## Exercise description
Reproduce verbatim the passage of the Bangladesh measles text that begins at the words "Over the past" and stops after "than 20 years.".

## Extracted text
************
Bangladesh saw major political upheaval in 2024, when large-scale anti-government protests led to the ousting of long-serving prime minister Sheikh Hasina. An interim caretaker government governed the country until a new administration was elected in February 2026, creating months of political and administrative uncertainty that disrupted public health programming. A planned mass vaccination campaign that was scheduled for April 2026 never launched, Sajjad confirmed.

The English-language Bangladeshi newspaper *Daily Star* also reported that procurement challenges have led to widespread shortages of routine vaccines, including measles doses, across the country. Many political observers and local stakeholders have blamed the former interim government, which oversaw the rollout of a new vaccine procurement system, for the current supply shortfalls. But UNICEF pushed back on framing the crisis as the result of a single failure, noting that measles resurgences almost always stem from accumulated gaps in immunization coverage over time, rather than one isolated error.

“Bangladesh has a strong history of high immunisation coverage, but even small disruptions can lead to the gradual accumulation of immunity gaps over time,” the organization explained in its statement.

Working alongside global health partners UNICEF and the World Health Organization (WHO), Bangladesh’s new government has now launched an emergency vaccination campaign targeting both measles and rubella – a milder disease that shares similar symptomatic traits with measles. The campaign launched Sunday, and will roll out across 30 high-risk sub-districts (called upazilas) nationwide, aiming to reach more than 1.2 million children between the ages of six months and five years.

UNICEF confirmed that the emergency drive will prioritize children who have previously missed routine immunization doses, who face the highest risk of severe illness and life-threatening complications from the virus. Special focus is being placed on two high-risk, densely populated areas: Dhaka, the overcrowded national capital, and Cox’s Bazar, which hosts massive, crowded camps for Rohingya refugees fleeing violence in neighboring Myanmar.

Beyond the vaccination push, national health authorities are also launching public education campaigns, distributing informative infographics to teach communities how to identify early measles symptoms and prevent further spread. Measles spreads easily through airborne respiratory particles, and can cause severe neurological complications, organ damage, and death even in previously healthy children. Common early symptoms include high fever, red watery eyes, sore throat, cough, and sneezing.

Global public health data underscores the ongoing threat of measles worldwide. According to the WHO, an estimated 95,000 people died from measles globally in 2024, more than 90% of whom were children under five years old. The disease is entirely preventable through safe, effective vaccination, but herd immunity requires a 95% population vaccination rate to stop sustained community transmission.

Over the past 20 years, global public health efforts drove a dramatic decline in global measles cases and deaths: total annual cases fell from 38 million in 2000 to 11 million in 2024, a 71% drop. But the WHO has repeatedly warned of a growing global resurgence as routine vaccination coverage dropped following the COVID-19 pandemic. A 2026 report in the medical journal *The Lancet* found that 2024 and 2025 saw the highest number of national measles outbreaks recorded worldwide in more than 20 years.

Outbreaks have surged across parts of Asia, Africa, Europe, the United States, and the United Kingdom in recent years. In many Western nations, growing anti-vaccine skepticism that expanded during the COVID-19 pandemic has driven down vaccination rates below the herd immunity threshold. In February 2026, for example, a measles outbreak at multiple schools in north London prompted UK public health officials to issue an urgent reminder to parents to ensure their children are fully vaccinated.
************
## Supplied information
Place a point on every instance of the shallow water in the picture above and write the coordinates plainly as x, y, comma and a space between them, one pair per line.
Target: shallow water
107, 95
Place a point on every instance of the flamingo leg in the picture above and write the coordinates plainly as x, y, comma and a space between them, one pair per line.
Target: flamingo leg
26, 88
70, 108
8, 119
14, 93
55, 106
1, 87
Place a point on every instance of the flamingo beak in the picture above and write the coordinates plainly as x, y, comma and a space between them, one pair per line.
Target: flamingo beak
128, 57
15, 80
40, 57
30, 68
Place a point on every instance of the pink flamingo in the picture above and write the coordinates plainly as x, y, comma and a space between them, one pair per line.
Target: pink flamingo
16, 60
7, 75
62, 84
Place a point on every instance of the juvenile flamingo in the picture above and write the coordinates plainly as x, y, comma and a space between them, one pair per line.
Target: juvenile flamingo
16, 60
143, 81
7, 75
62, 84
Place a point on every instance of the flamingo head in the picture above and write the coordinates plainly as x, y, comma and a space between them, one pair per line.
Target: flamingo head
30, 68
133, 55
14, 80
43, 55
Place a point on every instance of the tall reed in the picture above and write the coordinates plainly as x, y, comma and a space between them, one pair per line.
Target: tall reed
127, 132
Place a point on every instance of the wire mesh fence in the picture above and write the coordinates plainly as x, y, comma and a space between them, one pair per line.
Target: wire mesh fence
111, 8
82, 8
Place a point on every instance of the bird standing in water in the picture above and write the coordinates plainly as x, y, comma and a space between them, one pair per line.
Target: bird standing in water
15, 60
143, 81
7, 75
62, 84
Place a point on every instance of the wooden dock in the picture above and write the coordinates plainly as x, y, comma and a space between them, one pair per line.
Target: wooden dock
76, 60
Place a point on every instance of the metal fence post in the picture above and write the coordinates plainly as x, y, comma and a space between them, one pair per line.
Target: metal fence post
************
## Finished exercise
Over the past 20 years, global public health efforts drove a dramatic decline in global measles cases and deaths: total annual cases fell from 38 million in 2000 to 11 million in 2024, a 71% drop. But the WHO has repeatedly warned of a growing global resurgence as routine vaccination coverage dropped following the COVID-19 pandemic. A 2026 report in the medical journal *The Lancet* found that 2024 and 2025 saw the highest number of national measles outbreaks recorded worldwide in more than 20 years.